_Exercise brief_
Below are some records. Say in a single number how many of their lines include the word "upper".

(Point localization data)
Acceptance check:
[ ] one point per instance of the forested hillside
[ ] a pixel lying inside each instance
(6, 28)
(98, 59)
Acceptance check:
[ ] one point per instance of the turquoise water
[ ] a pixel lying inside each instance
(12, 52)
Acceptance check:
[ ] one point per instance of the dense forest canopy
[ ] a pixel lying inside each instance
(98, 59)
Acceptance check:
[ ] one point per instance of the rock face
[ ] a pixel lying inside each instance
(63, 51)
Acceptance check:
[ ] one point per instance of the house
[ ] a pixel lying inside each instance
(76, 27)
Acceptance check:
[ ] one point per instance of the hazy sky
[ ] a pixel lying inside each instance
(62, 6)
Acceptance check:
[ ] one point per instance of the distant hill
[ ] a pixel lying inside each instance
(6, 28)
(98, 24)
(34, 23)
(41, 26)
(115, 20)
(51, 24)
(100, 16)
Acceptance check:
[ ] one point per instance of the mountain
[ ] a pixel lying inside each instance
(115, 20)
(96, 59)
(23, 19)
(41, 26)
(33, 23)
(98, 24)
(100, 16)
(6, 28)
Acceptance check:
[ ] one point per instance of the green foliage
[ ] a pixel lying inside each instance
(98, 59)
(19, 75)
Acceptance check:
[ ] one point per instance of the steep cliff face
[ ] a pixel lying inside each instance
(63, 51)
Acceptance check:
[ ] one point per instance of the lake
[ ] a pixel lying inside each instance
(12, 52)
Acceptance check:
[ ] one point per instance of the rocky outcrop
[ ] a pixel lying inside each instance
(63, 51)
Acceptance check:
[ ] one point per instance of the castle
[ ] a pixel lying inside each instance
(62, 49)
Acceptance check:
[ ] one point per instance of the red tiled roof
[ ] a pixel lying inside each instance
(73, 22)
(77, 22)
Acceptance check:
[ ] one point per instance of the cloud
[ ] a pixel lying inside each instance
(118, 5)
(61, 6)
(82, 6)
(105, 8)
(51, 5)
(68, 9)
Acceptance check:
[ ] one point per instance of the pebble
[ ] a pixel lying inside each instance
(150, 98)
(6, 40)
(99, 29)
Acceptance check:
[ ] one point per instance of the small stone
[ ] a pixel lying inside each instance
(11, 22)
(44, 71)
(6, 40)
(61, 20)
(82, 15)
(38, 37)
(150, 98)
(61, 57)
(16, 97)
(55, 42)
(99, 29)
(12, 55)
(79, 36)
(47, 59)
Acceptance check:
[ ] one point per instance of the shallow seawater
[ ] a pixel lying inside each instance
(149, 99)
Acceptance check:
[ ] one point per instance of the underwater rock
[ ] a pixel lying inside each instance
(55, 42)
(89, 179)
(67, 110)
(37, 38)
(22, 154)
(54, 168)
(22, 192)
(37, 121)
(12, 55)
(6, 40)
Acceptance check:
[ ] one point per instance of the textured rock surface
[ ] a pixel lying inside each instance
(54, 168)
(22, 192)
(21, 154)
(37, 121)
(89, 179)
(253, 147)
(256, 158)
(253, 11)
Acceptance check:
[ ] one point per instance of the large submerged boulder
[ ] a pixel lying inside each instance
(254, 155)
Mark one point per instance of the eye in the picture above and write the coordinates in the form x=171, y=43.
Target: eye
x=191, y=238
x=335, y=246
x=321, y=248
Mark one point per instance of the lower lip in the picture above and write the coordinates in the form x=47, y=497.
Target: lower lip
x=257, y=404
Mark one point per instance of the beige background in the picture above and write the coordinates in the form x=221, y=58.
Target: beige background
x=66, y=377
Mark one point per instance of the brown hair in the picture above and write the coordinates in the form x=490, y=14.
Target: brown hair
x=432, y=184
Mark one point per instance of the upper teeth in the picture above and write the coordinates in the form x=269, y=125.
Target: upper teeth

_Reply to the task_
2